• **LISTING**:
▼
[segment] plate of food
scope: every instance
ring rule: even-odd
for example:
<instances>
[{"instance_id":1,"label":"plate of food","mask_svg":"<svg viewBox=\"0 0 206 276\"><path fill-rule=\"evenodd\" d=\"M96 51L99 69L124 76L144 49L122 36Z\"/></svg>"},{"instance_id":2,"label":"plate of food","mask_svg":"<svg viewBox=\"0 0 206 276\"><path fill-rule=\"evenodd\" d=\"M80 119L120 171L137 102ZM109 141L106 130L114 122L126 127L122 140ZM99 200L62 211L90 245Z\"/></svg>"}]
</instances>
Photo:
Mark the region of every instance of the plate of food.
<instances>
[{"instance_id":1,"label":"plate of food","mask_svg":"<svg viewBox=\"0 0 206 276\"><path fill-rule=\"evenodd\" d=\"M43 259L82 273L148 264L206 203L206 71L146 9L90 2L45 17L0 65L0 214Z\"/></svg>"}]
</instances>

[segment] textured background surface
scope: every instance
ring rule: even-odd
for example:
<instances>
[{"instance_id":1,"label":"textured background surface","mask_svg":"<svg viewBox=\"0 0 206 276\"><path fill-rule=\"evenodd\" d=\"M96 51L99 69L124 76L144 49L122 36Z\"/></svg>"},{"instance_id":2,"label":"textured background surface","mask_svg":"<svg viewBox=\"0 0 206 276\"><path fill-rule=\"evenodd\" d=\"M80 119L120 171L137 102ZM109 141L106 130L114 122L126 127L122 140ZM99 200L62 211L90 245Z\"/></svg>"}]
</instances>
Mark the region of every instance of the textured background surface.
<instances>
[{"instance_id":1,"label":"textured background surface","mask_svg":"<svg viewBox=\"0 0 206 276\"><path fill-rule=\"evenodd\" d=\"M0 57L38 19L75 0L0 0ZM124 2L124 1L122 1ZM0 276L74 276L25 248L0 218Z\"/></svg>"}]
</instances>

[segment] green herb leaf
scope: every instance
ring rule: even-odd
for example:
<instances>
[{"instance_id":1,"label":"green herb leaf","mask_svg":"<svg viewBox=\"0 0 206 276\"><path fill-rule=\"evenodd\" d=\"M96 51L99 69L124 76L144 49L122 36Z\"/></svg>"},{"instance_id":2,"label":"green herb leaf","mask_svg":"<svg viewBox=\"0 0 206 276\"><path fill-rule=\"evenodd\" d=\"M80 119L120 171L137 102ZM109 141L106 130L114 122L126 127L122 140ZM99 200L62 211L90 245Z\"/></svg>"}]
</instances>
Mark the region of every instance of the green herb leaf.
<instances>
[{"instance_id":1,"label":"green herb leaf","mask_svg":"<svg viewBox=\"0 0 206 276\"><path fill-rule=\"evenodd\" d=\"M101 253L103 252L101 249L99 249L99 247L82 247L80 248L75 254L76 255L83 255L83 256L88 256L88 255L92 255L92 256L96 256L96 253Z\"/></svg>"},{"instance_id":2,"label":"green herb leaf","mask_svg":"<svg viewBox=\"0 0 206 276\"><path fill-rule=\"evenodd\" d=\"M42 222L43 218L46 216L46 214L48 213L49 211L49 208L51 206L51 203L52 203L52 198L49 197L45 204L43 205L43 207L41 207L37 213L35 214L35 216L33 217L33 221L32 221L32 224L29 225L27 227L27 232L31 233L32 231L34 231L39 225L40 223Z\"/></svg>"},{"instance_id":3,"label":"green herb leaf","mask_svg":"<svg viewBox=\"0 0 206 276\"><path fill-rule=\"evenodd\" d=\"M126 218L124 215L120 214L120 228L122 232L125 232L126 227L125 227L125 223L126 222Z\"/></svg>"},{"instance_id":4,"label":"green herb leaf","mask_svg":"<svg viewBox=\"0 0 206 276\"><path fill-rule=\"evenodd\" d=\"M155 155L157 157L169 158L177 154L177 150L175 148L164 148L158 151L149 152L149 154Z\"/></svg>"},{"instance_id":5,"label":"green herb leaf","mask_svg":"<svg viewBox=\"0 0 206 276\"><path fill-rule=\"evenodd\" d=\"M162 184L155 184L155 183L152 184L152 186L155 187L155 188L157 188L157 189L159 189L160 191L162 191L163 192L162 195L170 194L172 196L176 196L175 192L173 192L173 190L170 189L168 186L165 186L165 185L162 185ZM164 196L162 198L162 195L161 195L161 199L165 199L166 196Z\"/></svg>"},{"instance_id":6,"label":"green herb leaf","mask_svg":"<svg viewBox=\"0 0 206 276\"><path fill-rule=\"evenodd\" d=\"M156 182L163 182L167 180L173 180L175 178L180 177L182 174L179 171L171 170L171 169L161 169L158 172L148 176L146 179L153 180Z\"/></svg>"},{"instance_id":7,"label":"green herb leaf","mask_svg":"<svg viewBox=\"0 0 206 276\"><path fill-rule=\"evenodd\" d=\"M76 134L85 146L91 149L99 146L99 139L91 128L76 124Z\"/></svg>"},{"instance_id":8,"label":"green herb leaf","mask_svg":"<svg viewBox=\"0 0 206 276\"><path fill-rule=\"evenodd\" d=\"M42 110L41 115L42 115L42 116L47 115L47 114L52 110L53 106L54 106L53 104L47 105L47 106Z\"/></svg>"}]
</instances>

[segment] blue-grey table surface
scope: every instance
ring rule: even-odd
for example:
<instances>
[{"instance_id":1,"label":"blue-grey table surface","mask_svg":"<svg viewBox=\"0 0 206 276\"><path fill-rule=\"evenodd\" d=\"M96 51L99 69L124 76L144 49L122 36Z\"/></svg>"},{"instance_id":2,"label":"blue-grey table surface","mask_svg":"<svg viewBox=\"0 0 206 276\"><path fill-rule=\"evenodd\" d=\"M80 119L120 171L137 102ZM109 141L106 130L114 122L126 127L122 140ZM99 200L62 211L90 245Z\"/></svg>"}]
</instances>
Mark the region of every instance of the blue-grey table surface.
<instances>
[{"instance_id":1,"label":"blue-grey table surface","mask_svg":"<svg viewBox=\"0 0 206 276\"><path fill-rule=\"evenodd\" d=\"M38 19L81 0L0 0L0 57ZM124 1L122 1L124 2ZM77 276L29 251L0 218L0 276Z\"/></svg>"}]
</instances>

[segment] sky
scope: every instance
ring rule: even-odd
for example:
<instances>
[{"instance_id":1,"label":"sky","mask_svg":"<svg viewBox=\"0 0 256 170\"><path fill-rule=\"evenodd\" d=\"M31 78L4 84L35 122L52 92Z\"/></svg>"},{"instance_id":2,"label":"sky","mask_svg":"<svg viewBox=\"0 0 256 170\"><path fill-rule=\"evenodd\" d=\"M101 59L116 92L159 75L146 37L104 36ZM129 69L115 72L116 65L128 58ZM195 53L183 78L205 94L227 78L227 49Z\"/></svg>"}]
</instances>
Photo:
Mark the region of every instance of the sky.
▲
• **OBJECTIVE**:
Rewrite all the items above, substituting "Outline the area" for each occurrence of "Mark the region", with nothing else changed.

• **TASK SOLUTION**:
[segment] plate of food
scope: every instance
ring rule: even-odd
for example:
<instances>
[{"instance_id":1,"label":"plate of food","mask_svg":"<svg viewBox=\"0 0 206 276\"><path fill-rule=\"evenodd\" d=\"M96 51L99 69L124 76L144 49L122 36Z\"/></svg>"},{"instance_id":2,"label":"plate of food","mask_svg":"<svg viewBox=\"0 0 206 276\"><path fill-rule=\"evenodd\" d=\"M80 119L120 171L137 102ZM109 141L106 130L114 122L126 127L122 140ZM99 200L62 211L90 245Z\"/></svg>"}]
</instances>
Photo:
Outline the area of every instance of the plate of food.
<instances>
[{"instance_id":1,"label":"plate of food","mask_svg":"<svg viewBox=\"0 0 206 276\"><path fill-rule=\"evenodd\" d=\"M43 259L82 273L148 264L206 203L206 71L146 9L90 2L45 17L0 65L0 214Z\"/></svg>"}]
</instances>

[segment] textured background surface
scope: every instance
ring rule: even-odd
for example:
<instances>
[{"instance_id":1,"label":"textured background surface","mask_svg":"<svg viewBox=\"0 0 206 276\"><path fill-rule=\"evenodd\" d=\"M96 51L99 69L124 76L144 49L122 36Z\"/></svg>"},{"instance_id":2,"label":"textured background surface","mask_svg":"<svg viewBox=\"0 0 206 276\"><path fill-rule=\"evenodd\" d=\"M80 119L120 171L137 102ZM109 141L106 130L114 122L126 127L122 140ZM99 200L62 211L90 245Z\"/></svg>"}]
</instances>
Outline the area of every instance of the textured background surface.
<instances>
[{"instance_id":1,"label":"textured background surface","mask_svg":"<svg viewBox=\"0 0 206 276\"><path fill-rule=\"evenodd\" d=\"M0 57L38 19L75 0L0 0ZM124 2L124 1L122 1ZM0 276L74 276L25 248L0 218Z\"/></svg>"}]
</instances>

[segment] green herb leaf
scope: every instance
ring rule: even-odd
for example:
<instances>
[{"instance_id":1,"label":"green herb leaf","mask_svg":"<svg viewBox=\"0 0 206 276\"><path fill-rule=\"evenodd\" d=\"M96 51L99 69L124 76L144 49L122 36Z\"/></svg>"},{"instance_id":2,"label":"green herb leaf","mask_svg":"<svg viewBox=\"0 0 206 276\"><path fill-rule=\"evenodd\" d=\"M80 119L120 171L137 102ZM109 141L106 130L114 122L126 127L122 140ZM99 200L62 211L90 245Z\"/></svg>"}]
</instances>
Outline the area of every instance of the green herb leaf.
<instances>
[{"instance_id":1,"label":"green herb leaf","mask_svg":"<svg viewBox=\"0 0 206 276\"><path fill-rule=\"evenodd\" d=\"M101 253L103 252L101 249L99 249L99 247L82 247L80 248L75 254L76 255L83 255L83 256L88 256L88 255L92 255L92 256L96 256L96 253Z\"/></svg>"},{"instance_id":2,"label":"green herb leaf","mask_svg":"<svg viewBox=\"0 0 206 276\"><path fill-rule=\"evenodd\" d=\"M42 222L43 218L46 216L46 214L48 213L49 211L49 208L51 206L51 203L52 203L52 198L49 197L45 204L43 205L43 207L41 207L37 213L35 214L35 216L33 217L33 221L32 221L32 224L29 225L27 227L27 232L31 233L32 231L34 231L39 225L40 223Z\"/></svg>"},{"instance_id":3,"label":"green herb leaf","mask_svg":"<svg viewBox=\"0 0 206 276\"><path fill-rule=\"evenodd\" d=\"M126 218L124 215L120 214L120 228L122 232L125 232L126 227L125 227L125 223L126 222Z\"/></svg>"},{"instance_id":4,"label":"green herb leaf","mask_svg":"<svg viewBox=\"0 0 206 276\"><path fill-rule=\"evenodd\" d=\"M155 155L157 157L169 158L177 154L177 150L175 148L164 148L158 151L149 152L149 154Z\"/></svg>"},{"instance_id":5,"label":"green herb leaf","mask_svg":"<svg viewBox=\"0 0 206 276\"><path fill-rule=\"evenodd\" d=\"M162 184L155 184L155 183L152 184L152 186L155 187L155 188L157 188L157 189L159 189L160 191L162 191L163 192L162 195L170 194L172 196L176 196L175 192L173 192L173 190L170 189L168 186L165 186L165 185L162 185ZM164 196L162 198L162 195L161 195L161 199L165 199L166 196Z\"/></svg>"},{"instance_id":6,"label":"green herb leaf","mask_svg":"<svg viewBox=\"0 0 206 276\"><path fill-rule=\"evenodd\" d=\"M156 182L163 182L167 180L173 180L175 178L180 177L182 174L179 171L171 170L171 169L161 169L158 172L148 176L146 179L153 180Z\"/></svg>"},{"instance_id":7,"label":"green herb leaf","mask_svg":"<svg viewBox=\"0 0 206 276\"><path fill-rule=\"evenodd\" d=\"M76 134L85 146L91 149L99 146L99 139L91 128L76 124Z\"/></svg>"},{"instance_id":8,"label":"green herb leaf","mask_svg":"<svg viewBox=\"0 0 206 276\"><path fill-rule=\"evenodd\" d=\"M42 110L41 115L42 115L42 116L47 115L47 114L52 110L53 106L54 106L53 104L47 105L47 106Z\"/></svg>"}]
</instances>

[segment] blue-grey table surface
scope: every instance
ring rule: even-odd
for example:
<instances>
[{"instance_id":1,"label":"blue-grey table surface","mask_svg":"<svg viewBox=\"0 0 206 276\"><path fill-rule=\"evenodd\" d=\"M96 51L99 69L124 76L144 49L122 36Z\"/></svg>"},{"instance_id":2,"label":"blue-grey table surface","mask_svg":"<svg viewBox=\"0 0 206 276\"><path fill-rule=\"evenodd\" d=\"M80 119L120 171L137 102ZM109 141L106 130L114 122L126 127L122 140ZM99 200L62 211L90 245Z\"/></svg>"}]
</instances>
Outline the area of every instance of the blue-grey table surface.
<instances>
[{"instance_id":1,"label":"blue-grey table surface","mask_svg":"<svg viewBox=\"0 0 206 276\"><path fill-rule=\"evenodd\" d=\"M38 19L81 0L0 0L0 57ZM124 1L122 1L124 2ZM77 276L29 251L0 218L0 276Z\"/></svg>"}]
</instances>

[segment] sky
scope: every instance
ring rule: even-odd
for example:
<instances>
[{"instance_id":1,"label":"sky","mask_svg":"<svg viewBox=\"0 0 256 170\"><path fill-rule=\"evenodd\" d=\"M31 78L4 84L35 122L52 92Z\"/></svg>"},{"instance_id":2,"label":"sky","mask_svg":"<svg viewBox=\"0 0 256 170\"><path fill-rule=\"evenodd\" d=\"M101 59L116 92L159 75L146 37L104 36ZM129 69L115 72L116 65L128 58ZM195 53L183 78L205 94L227 78L227 49Z\"/></svg>"}]
</instances>
Photo:
Outline the area of every instance of the sky.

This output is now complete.